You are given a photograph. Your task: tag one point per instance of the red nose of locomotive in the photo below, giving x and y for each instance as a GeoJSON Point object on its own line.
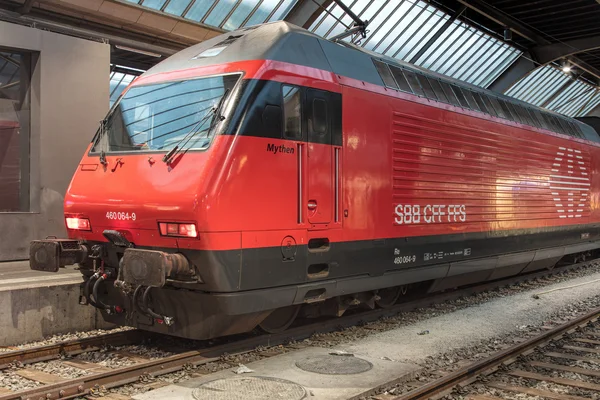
{"type": "Point", "coordinates": [149, 202]}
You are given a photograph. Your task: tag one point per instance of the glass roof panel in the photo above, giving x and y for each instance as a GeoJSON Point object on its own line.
{"type": "Point", "coordinates": [403, 29]}
{"type": "Point", "coordinates": [550, 87]}
{"type": "Point", "coordinates": [177, 7]}
{"type": "Point", "coordinates": [240, 14]}
{"type": "Point", "coordinates": [225, 14]}
{"type": "Point", "coordinates": [283, 10]}
{"type": "Point", "coordinates": [594, 101]}
{"type": "Point", "coordinates": [263, 11]}
{"type": "Point", "coordinates": [220, 12]}
{"type": "Point", "coordinates": [197, 12]}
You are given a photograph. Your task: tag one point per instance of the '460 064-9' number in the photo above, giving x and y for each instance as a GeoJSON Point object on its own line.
{"type": "Point", "coordinates": [120, 216]}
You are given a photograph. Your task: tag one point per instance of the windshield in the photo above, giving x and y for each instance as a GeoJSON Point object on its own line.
{"type": "Point", "coordinates": [156, 117]}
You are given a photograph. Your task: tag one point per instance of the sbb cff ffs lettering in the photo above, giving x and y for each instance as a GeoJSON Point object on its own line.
{"type": "Point", "coordinates": [429, 214]}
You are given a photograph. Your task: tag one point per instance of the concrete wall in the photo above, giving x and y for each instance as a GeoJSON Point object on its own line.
{"type": "Point", "coordinates": [37, 312]}
{"type": "Point", "coordinates": [69, 95]}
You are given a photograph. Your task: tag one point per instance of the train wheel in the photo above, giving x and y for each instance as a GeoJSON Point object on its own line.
{"type": "Point", "coordinates": [389, 296]}
{"type": "Point", "coordinates": [280, 319]}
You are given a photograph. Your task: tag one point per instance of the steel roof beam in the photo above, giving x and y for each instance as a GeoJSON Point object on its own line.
{"type": "Point", "coordinates": [512, 74]}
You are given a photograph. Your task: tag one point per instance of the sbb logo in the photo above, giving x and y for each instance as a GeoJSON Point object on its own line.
{"type": "Point", "coordinates": [430, 213]}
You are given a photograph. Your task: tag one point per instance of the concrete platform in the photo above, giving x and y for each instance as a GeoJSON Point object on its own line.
{"type": "Point", "coordinates": [394, 354]}
{"type": "Point", "coordinates": [35, 305]}
{"type": "Point", "coordinates": [280, 377]}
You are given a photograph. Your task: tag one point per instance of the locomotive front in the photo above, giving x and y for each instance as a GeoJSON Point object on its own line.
{"type": "Point", "coordinates": [136, 202]}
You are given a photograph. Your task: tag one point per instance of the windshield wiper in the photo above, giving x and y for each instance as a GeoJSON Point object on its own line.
{"type": "Point", "coordinates": [216, 111]}
{"type": "Point", "coordinates": [100, 138]}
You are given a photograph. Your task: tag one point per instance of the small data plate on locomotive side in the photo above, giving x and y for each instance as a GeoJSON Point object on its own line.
{"type": "Point", "coordinates": [144, 267]}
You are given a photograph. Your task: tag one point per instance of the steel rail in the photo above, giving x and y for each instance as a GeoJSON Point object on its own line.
{"type": "Point", "coordinates": [446, 383]}
{"type": "Point", "coordinates": [70, 347]}
{"type": "Point", "coordinates": [83, 385]}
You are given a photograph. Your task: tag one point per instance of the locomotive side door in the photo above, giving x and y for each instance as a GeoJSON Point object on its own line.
{"type": "Point", "coordinates": [318, 118]}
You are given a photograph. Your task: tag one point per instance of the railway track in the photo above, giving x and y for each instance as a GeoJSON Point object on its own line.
{"type": "Point", "coordinates": [97, 376]}
{"type": "Point", "coordinates": [492, 373]}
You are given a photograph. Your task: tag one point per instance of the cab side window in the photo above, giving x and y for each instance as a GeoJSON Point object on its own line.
{"type": "Point", "coordinates": [319, 120]}
{"type": "Point", "coordinates": [292, 112]}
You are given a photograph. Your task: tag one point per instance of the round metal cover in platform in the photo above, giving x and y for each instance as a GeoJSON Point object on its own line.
{"type": "Point", "coordinates": [334, 365]}
{"type": "Point", "coordinates": [249, 388]}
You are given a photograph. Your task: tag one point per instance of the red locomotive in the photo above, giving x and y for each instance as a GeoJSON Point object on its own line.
{"type": "Point", "coordinates": [269, 169]}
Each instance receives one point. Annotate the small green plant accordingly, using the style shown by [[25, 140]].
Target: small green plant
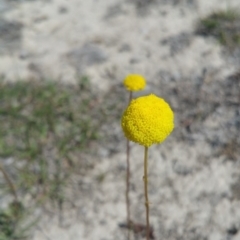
[[13, 223], [147, 120], [45, 126], [223, 25]]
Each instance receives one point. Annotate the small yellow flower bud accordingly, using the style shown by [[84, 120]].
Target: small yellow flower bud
[[134, 82]]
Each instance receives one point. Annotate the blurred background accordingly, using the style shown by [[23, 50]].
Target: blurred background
[[62, 151]]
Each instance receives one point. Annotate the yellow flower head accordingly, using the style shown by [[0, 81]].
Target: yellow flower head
[[148, 120], [134, 82]]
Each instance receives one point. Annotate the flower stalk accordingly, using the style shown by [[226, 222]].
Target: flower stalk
[[9, 182], [145, 179]]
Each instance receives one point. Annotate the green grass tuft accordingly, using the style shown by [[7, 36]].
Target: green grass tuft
[[224, 26]]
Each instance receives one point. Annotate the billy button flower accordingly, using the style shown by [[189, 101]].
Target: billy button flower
[[147, 120], [134, 82]]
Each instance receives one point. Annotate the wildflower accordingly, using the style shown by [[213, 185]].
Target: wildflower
[[134, 82], [147, 120]]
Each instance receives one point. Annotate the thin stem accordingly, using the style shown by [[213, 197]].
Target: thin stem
[[127, 189], [9, 182], [145, 179], [128, 181]]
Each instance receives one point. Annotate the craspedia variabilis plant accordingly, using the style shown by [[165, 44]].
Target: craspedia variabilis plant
[[147, 120]]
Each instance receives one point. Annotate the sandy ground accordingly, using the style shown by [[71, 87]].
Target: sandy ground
[[194, 192]]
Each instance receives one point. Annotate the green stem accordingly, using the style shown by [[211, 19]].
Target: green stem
[[128, 181], [145, 178], [9, 182]]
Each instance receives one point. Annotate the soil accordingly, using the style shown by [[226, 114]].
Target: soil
[[194, 176]]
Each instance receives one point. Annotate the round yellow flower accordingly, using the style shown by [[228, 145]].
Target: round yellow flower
[[134, 82], [147, 120]]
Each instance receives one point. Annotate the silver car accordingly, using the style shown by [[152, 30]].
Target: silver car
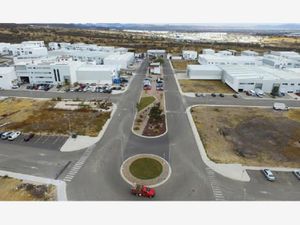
[[297, 173], [5, 135], [268, 174]]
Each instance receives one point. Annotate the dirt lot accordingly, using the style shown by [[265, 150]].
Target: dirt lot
[[16, 190], [204, 86], [250, 136], [40, 117], [182, 64]]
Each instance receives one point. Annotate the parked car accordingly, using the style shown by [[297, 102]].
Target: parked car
[[5, 135], [297, 173], [280, 106], [268, 174], [14, 135], [28, 137]]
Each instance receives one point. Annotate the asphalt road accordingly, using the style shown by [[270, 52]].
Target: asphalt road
[[99, 175], [37, 161]]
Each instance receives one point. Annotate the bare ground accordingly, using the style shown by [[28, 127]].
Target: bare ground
[[250, 136], [16, 190], [40, 117]]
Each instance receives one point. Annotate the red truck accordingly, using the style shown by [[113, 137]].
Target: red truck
[[141, 190]]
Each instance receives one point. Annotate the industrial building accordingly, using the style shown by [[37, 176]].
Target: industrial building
[[224, 59], [249, 53], [189, 55], [8, 77], [47, 71], [204, 72], [208, 51], [122, 61], [154, 68], [243, 78], [100, 74], [156, 53]]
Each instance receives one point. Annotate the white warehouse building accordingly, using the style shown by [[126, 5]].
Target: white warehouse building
[[122, 61], [7, 77], [99, 74], [218, 59], [50, 71], [189, 55], [204, 72]]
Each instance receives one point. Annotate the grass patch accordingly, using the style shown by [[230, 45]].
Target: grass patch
[[144, 102], [145, 168], [182, 64], [205, 86]]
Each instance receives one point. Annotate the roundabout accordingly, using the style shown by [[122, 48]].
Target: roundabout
[[146, 169]]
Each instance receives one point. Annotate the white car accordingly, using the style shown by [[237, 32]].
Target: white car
[[14, 135], [5, 135], [268, 174], [297, 173]]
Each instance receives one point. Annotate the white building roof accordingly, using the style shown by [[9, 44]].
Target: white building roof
[[260, 72], [204, 67]]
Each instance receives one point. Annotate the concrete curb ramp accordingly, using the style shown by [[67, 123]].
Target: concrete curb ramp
[[60, 185], [130, 179], [82, 142], [232, 171]]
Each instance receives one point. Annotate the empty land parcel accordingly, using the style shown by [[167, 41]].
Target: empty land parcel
[[12, 189], [250, 136], [40, 116]]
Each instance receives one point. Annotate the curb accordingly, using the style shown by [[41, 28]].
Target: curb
[[93, 140], [232, 171], [144, 155], [60, 185]]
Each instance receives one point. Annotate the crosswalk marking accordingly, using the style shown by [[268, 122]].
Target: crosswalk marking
[[214, 185], [77, 166]]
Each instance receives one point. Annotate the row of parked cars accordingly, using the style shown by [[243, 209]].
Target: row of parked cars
[[214, 95], [41, 87], [13, 135], [270, 176]]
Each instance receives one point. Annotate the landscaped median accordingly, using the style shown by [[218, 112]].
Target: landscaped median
[[145, 169], [150, 118]]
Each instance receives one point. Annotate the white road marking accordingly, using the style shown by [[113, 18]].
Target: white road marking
[[77, 166], [38, 139], [214, 185]]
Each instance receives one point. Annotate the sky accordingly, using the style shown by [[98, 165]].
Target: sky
[[152, 11]]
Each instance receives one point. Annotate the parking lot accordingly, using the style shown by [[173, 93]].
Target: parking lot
[[39, 141]]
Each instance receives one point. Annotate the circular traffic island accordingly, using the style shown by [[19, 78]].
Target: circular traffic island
[[146, 169]]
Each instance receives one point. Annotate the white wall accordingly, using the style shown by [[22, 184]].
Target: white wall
[[7, 76]]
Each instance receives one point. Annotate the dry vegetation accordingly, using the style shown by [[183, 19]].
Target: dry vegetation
[[205, 86], [134, 41], [250, 136], [16, 190], [182, 64], [40, 117]]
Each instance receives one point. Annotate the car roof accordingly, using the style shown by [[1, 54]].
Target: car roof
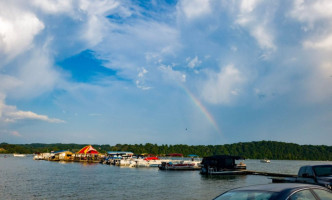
[[277, 187]]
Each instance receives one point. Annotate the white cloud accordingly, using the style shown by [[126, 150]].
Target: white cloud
[[258, 23], [172, 76], [10, 114], [247, 6], [222, 87], [54, 6], [140, 81], [312, 11], [16, 134], [322, 44], [18, 28], [195, 8], [192, 63]]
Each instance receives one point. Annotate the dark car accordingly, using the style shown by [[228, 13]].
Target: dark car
[[278, 191]]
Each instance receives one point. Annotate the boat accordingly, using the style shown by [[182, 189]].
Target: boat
[[222, 165], [19, 155], [41, 156], [182, 165], [265, 161]]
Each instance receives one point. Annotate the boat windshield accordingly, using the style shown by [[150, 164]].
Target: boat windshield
[[245, 195], [323, 170]]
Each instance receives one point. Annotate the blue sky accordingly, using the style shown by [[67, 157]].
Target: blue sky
[[166, 72]]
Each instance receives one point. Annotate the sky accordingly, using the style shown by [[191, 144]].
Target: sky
[[196, 72]]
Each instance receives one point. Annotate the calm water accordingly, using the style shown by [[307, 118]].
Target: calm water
[[24, 178]]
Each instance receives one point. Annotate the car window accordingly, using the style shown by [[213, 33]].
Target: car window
[[303, 195], [323, 194], [245, 195], [323, 170]]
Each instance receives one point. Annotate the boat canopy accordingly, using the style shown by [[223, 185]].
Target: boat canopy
[[88, 150], [151, 158], [62, 151], [221, 161], [120, 153], [175, 155]]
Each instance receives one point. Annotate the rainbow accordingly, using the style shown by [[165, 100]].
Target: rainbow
[[202, 109]]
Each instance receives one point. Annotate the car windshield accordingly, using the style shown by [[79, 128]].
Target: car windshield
[[245, 195], [323, 170]]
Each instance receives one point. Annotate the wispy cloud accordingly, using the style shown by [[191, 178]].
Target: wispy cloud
[[10, 114]]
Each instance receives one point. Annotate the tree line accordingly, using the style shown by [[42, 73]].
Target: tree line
[[253, 150]]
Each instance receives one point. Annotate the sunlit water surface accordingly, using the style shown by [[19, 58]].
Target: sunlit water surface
[[25, 178]]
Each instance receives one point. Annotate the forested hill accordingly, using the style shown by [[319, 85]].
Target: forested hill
[[252, 150]]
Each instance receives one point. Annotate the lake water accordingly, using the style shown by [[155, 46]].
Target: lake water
[[25, 178]]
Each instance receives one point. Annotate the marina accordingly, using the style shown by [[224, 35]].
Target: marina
[[84, 180]]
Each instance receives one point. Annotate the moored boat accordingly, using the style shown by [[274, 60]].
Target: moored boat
[[179, 166], [265, 161], [222, 165], [19, 155]]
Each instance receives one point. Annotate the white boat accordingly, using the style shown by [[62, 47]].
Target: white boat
[[18, 155], [179, 166], [265, 161]]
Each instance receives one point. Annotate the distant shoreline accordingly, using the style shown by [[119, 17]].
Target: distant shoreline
[[272, 150]]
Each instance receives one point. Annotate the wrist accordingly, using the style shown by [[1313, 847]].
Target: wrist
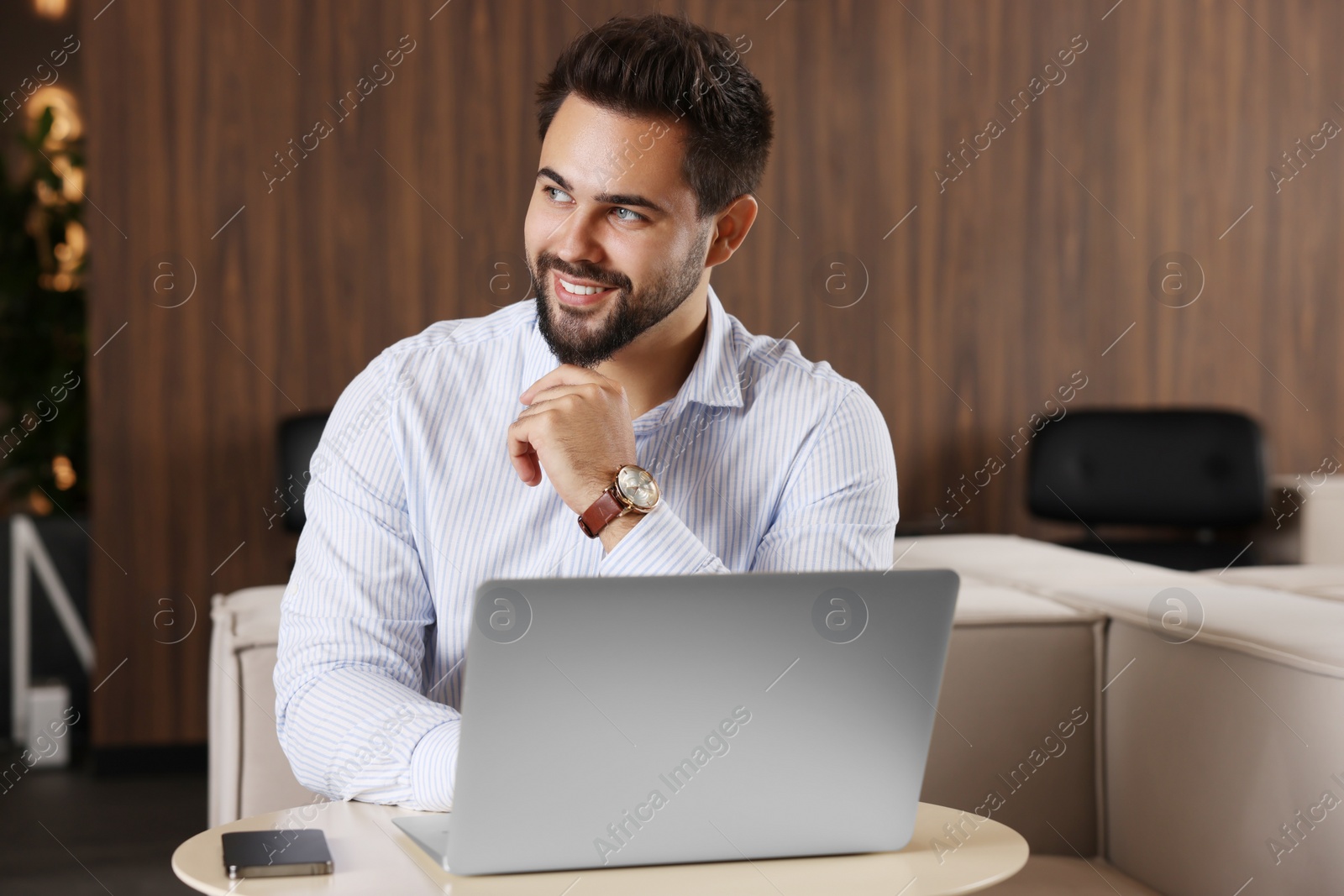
[[617, 530]]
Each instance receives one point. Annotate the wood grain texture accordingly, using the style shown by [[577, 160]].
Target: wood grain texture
[[979, 307]]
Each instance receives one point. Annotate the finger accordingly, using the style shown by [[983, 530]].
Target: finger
[[522, 454], [562, 375], [586, 391]]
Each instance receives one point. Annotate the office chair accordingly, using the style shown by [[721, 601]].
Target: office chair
[[297, 441], [1193, 469]]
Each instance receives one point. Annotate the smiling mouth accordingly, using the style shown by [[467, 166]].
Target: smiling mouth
[[573, 293]]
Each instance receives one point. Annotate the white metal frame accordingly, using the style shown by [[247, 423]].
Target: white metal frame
[[29, 555]]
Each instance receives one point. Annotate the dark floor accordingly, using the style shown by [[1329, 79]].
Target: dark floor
[[71, 833]]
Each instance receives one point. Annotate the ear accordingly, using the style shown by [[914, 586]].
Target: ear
[[730, 228]]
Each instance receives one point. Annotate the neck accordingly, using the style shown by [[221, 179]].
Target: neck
[[655, 365]]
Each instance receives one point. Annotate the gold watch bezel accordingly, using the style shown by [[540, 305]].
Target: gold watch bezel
[[629, 506]]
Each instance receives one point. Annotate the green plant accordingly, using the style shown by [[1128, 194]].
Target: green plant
[[44, 392]]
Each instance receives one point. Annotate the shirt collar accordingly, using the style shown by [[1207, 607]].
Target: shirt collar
[[714, 379]]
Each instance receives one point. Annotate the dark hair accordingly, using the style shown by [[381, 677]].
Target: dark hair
[[672, 69]]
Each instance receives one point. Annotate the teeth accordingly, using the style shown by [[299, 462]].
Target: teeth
[[581, 291]]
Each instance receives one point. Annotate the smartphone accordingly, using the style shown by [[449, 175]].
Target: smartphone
★ ★ ★
= WHAT YOU HAVE TO DO =
Reproduce the part of the items that opens with the line containing "of the round" and closes with the line containing "[[224, 26]]", replacing every occurrence of "flower" with "blossom" and leaving all else unchanged. Omit the pictures from your answer.

= SOLVED PROBLEM =
You are given a photograph. Your task: tag one point per instance of the round metal cover in platform in the photo above, giving x and y for each instance as a GeoJSON Point object on its own line.
{"type": "Point", "coordinates": [334, 365]}
{"type": "Point", "coordinates": [249, 388]}
You are given a photograph. Your task: tag one point per instance of the red locomotive in the photo above, giving x and y for each instance as a GeoJSON Point object on its own line.
{"type": "Point", "coordinates": [269, 169]}
Each instance receives one point. Annotate the small green plant accordingly, using the style shown by [[25, 140]].
Target: small green plant
[[13, 223], [147, 120], [45, 126], [223, 25]]
Each instance receives one point. Annotate the small yellow blossom bud accordingly, using the style shown by [[84, 120]].
Target: small yellow blossom bud
[[134, 82]]
Each instance receives one point. Annotate the blurred background accordingly, using the style shown by [[23, 50]].
Target: blurred background
[[62, 151]]
Each instance receives one point. Annotate the yellow blossom head accordingly, using the style shown by [[0, 81]].
Target: yellow blossom head
[[148, 120], [134, 82]]
Each instance receives one point. Annotate the blossom stalk accordingly, using the style shown by [[226, 222]].
Target: blossom stalk
[[9, 182], [145, 179]]
Each instance receives one point. Annotate the green grass tuft accordingly, using the style shown by [[7, 36]].
Target: green grass tuft
[[224, 26]]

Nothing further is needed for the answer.